## STUDY QUESTIONS
1 - How would you put this sentence from the essay on belonging into Spanish: "It is about how valued you feel in a place you live."?
2 - Can you write the next few paragraphs of the essay on belonging, picking up right after its final question?

## SOURCE PASSAGE
_____
A Foreign Stranger: Where Do I Belong?

A Foreign Stranger: Where Do I Belong?

Sidona Assefa, Policy Officer at National Survivor User Network, shares her personal feelings and experiences of belonging

I am a foreign stranger. Born in Ethiopia, raised in Sweden, now living in England, where do I really belong? A question I have asked myself silently over the years. I am a foreigner everywhere I go, even in Ethiopia. “You always think like a white woman” is a statement I get wherever I go. It’s not the words, but the way they say it that makes it sound so positive. As if thinking like a Black woman would be a weakness.

In March 2020, while doing a training as a community organiser, I was asked to talk about something I felt was unjust. There we go, now my racial identity and the distress it was causing me was about to come out of my mouth in the open, if only I had the words. Instead, my uncontrollable tears ran down my cheeks as if someone had just stabbed me. I couldn’t, I just could not say the words. It is in that moment I realised it was all boiling inside me waiting for that one person to ask the question. And that is the question that got my head running through my whole life experience to raise the question of belongingness.

Where do I belong? Who am I? And most importantly, what am I going to teach my daughter about who we are and where we belong. All my life I have sought acceptance. Straightening my hair, keeping my voice low, denying I own an Ethiopian dress, trying to fit in among my white friends. It’s like I’m an actor who has been given the role of a white woman. Only now I realise how exhausting it was to pretend to be someone you are not just to please others. Only now I have started to question my family members who dread going out in public with their hair braided.

Some reading this might say, why don’t you go back to your country if you don’t feel you belong here? Not understanding that I don’t feel home is anywhere. It is about how valued you feel in a place you live. Although Covid-19 has brought so many heartaches to us all, it brought me joy for limited time. I had been working as a care assistant/support worker for 16 years on a zero-hours contract. During the first lockdown there was a nationwide appreciation for care workers as key workers. The anti-immigrant rhetoric paused for what seemed like a second and was replaced with “Covid-19 doesn’t discriminate” or “we’re all in this together”. That was not the reality though, with ethnic minorities suffering the brunt of the virus. Ethnic minorities have higher risk of death from Covid-19 compared to white British people. What’s more, there is a majority of people from ethnic minorities in health and social care. And most key workers were represented in the lowest-paid decile. Now tell me, how we are all in this together?
_____
## EXTRACTED RECORDS
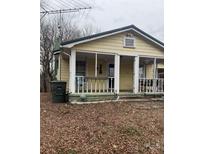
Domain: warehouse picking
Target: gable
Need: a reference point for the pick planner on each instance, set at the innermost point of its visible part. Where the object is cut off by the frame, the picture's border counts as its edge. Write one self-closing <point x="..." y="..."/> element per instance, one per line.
<point x="115" y="44"/>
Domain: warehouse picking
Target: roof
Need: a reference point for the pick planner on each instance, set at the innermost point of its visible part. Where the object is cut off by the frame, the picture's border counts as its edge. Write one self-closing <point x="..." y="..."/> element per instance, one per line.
<point x="130" y="27"/>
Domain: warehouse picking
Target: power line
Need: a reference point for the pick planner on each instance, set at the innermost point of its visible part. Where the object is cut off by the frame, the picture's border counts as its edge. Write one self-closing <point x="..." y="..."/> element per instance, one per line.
<point x="64" y="10"/>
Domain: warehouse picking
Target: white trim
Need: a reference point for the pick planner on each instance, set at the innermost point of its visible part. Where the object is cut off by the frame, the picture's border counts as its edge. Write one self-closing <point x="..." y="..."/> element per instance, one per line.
<point x="124" y="42"/>
<point x="94" y="52"/>
<point x="108" y="53"/>
<point x="96" y="64"/>
<point x="150" y="56"/>
<point x="95" y="38"/>
<point x="72" y="71"/>
<point x="117" y="74"/>
<point x="136" y="75"/>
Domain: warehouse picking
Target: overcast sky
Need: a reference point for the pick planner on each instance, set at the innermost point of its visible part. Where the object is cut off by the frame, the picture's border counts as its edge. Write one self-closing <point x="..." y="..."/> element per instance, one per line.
<point x="147" y="15"/>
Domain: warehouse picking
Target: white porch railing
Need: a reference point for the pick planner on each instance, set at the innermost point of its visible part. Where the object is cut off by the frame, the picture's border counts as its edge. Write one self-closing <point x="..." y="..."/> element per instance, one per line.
<point x="151" y="85"/>
<point x="94" y="84"/>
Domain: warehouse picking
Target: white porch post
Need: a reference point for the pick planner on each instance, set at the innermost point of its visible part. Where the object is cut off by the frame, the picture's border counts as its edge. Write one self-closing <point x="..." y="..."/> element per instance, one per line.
<point x="117" y="74"/>
<point x="96" y="64"/>
<point x="136" y="74"/>
<point x="72" y="68"/>
<point x="154" y="75"/>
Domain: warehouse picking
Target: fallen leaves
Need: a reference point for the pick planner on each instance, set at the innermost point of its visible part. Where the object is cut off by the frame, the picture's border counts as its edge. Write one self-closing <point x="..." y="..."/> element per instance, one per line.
<point x="101" y="128"/>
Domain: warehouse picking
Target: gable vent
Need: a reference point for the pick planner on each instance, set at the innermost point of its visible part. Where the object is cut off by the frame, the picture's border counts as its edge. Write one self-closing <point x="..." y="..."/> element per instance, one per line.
<point x="129" y="41"/>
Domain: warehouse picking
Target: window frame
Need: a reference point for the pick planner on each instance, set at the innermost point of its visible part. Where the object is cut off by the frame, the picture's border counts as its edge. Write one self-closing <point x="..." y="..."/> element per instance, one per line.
<point x="129" y="37"/>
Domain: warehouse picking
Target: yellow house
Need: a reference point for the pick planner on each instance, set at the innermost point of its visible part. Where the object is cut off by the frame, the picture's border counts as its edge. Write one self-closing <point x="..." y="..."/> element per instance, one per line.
<point x="123" y="60"/>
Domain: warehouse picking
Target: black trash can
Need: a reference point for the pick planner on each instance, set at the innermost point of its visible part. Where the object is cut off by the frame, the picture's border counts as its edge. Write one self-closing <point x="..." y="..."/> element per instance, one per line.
<point x="58" y="90"/>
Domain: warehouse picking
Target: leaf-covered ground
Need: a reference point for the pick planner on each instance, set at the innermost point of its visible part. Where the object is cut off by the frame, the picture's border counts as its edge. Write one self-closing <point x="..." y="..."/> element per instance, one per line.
<point x="127" y="127"/>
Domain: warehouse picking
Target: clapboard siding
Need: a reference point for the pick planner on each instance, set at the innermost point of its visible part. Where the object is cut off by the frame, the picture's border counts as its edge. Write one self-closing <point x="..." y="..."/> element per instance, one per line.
<point x="115" y="44"/>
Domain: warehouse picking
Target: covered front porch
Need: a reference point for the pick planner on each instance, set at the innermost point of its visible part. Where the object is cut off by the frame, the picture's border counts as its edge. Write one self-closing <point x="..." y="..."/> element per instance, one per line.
<point x="101" y="73"/>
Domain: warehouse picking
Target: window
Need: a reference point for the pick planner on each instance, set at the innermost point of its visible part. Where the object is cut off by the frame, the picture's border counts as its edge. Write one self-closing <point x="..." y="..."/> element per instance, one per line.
<point x="80" y="68"/>
<point x="142" y="72"/>
<point x="160" y="73"/>
<point x="129" y="41"/>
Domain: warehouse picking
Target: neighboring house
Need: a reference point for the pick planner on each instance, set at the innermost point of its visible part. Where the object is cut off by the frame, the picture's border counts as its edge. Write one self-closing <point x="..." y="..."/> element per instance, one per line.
<point x="124" y="60"/>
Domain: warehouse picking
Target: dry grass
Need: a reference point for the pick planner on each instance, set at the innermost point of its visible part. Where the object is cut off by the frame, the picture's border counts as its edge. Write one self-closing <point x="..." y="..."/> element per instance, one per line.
<point x="101" y="128"/>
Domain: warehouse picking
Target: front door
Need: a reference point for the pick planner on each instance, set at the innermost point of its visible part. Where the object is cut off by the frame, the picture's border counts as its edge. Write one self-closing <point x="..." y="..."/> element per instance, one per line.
<point x="111" y="76"/>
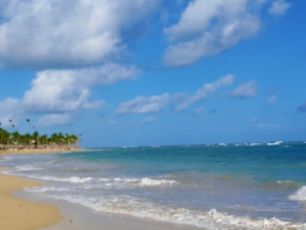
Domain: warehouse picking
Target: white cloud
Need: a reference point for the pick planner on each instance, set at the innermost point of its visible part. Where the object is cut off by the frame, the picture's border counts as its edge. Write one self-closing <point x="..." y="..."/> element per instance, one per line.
<point x="67" y="32"/>
<point x="208" y="27"/>
<point x="272" y="99"/>
<point x="245" y="90"/>
<point x="55" y="119"/>
<point x="206" y="90"/>
<point x="279" y="7"/>
<point x="69" y="90"/>
<point x="153" y="104"/>
<point x="147" y="120"/>
<point x="143" y="105"/>
<point x="56" y="94"/>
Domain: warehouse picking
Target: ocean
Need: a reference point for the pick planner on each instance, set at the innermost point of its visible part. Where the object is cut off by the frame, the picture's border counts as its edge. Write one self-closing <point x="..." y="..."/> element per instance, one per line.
<point x="222" y="186"/>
_____
## ANSWERS
1 - Se trata de lo valorado que te sientes en el lugar donde vives.

2 -
It was obvious we were out there fighting while the privileged was hiding. Only to come out and clap their hands every Thursday evening. I’m not going to lie, I enjoyed the handclapping, especially when I was out wearing my uniform. I felt happy, I was finally seen as this very important person. It was the feeling of being accepted and valued by society. The priority I had at supermarkets where I didn’t need to queue anymore, the chocolate box and wine I got from Waitrose. It didn’t matter how my hair looked or the colour of my skin. As a key worker, I was deemed necessary to the continued functioning of society during the lockdown. But then the fact is I was still getting low pay for what was considered a very important role during a national health crisis. The appreciation didn’t change the fact that I was still on a zero-hours contract, it didn’t pull me out of poverty. When will I ever be valued? When will I ever be seen as a valued member of society with equal opportunity? When will my financial wellbeing and mental wellbeing be considered a priority?

Those burning questions make my new role as Policy Officer for NSUN, the National Survivor User Network, all the more important. I no longer need to hide my struggles or hide behind a screen writing an essay only to be read by my lecturers. The struggle is not fiction but my lived experience, it’s reality. One that I have lived through, the mental distress of not feeling at home or part of the community, on top of the anxiety and fear caused by poverty, lack of job security, you name it, I have lived it.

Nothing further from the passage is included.